## Job
Can you rewrite the records below with every "point_to" renamed to "locate_all", leaving everything else unchanged and omitting the pictures?

— Start Exercise inputs —

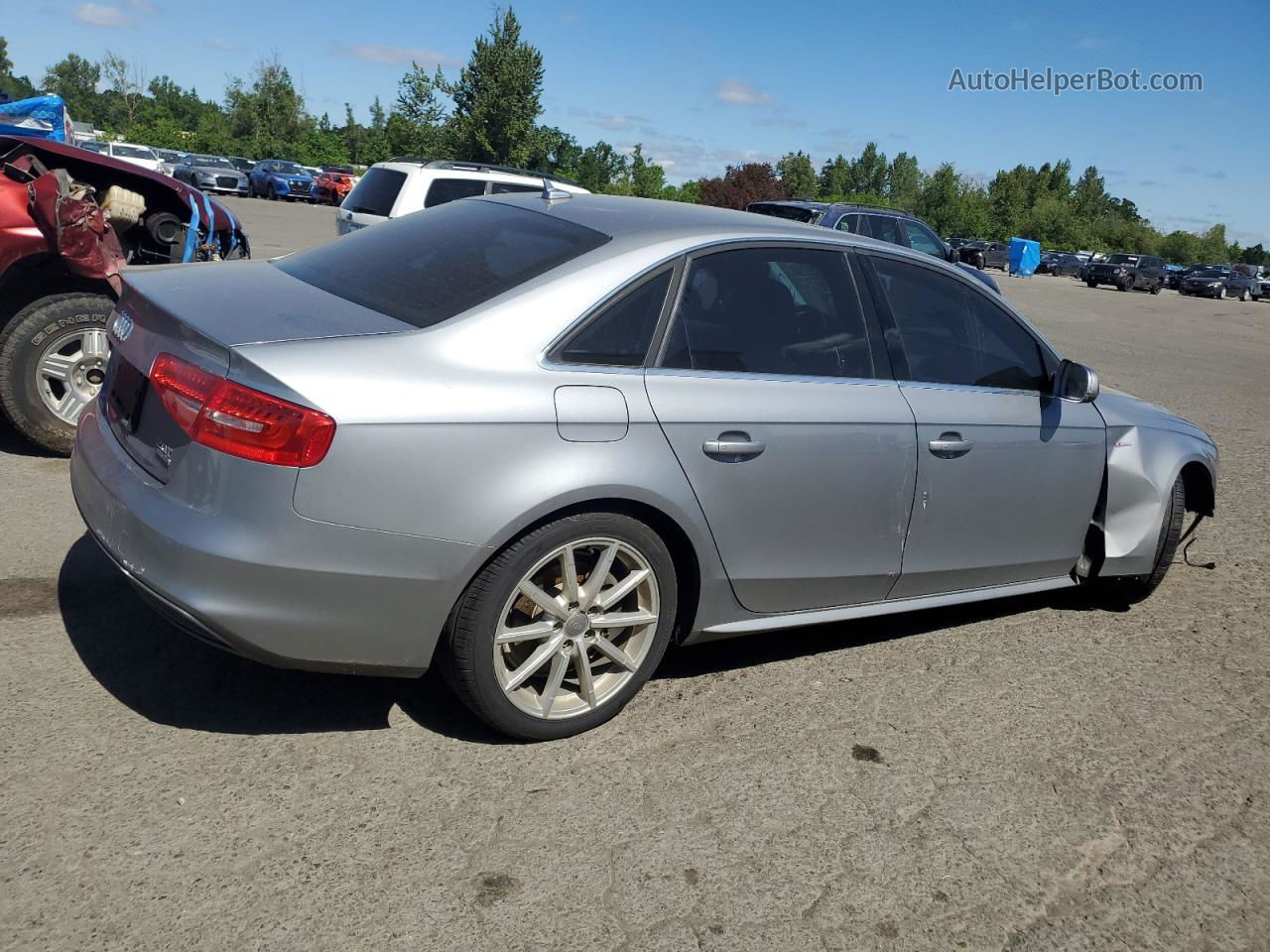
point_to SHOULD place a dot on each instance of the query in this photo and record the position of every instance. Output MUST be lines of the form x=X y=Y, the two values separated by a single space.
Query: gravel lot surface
x=1023 y=774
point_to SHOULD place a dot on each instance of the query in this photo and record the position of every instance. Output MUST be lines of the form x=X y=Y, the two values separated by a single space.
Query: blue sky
x=703 y=84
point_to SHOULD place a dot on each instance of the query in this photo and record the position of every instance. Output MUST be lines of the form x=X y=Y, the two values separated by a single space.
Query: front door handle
x=951 y=445
x=733 y=447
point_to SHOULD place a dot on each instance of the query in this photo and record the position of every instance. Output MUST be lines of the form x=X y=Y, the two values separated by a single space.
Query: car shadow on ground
x=172 y=678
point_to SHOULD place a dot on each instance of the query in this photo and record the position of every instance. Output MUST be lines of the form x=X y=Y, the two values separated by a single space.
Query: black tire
x=468 y=640
x=1129 y=589
x=23 y=344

— End Exercise inputs —

## Response to this task
locate_all SHOULD place a dot on each instance of the query in this photo and record the position of every instance. Output MUST be lines of the form x=X y=Y, the two values separated by a single space.
Query: gravel lot surface
x=1023 y=774
locate_all SHOULD place a dot on each instance of the query in this photo and record the position of every instance. Output MUST be lines of the form x=X y=Y, the two values separated by a single space.
Query: blue sky
x=703 y=84
locate_all SHOULD place a dot on each instance of the query in this photo and record the position of every instance. Output MUST be lines of the form x=X y=Y, the two values separated by a single space.
Query: front door handle
x=951 y=445
x=733 y=447
locate_all SHOULD place a dot on each instance of the query in this photo and record the position of every instance. Output MUST be lines of the form x=X y=Y, the two values separated by a single space.
Query: car shadow on ground
x=172 y=678
locate_all SHOULD place a dot on each instance of the query in this photo and record the position of every instance. Output MUST be lines of the form x=X y=Y, the two values separated by a single space.
Query: black tire
x=468 y=640
x=1129 y=589
x=23 y=344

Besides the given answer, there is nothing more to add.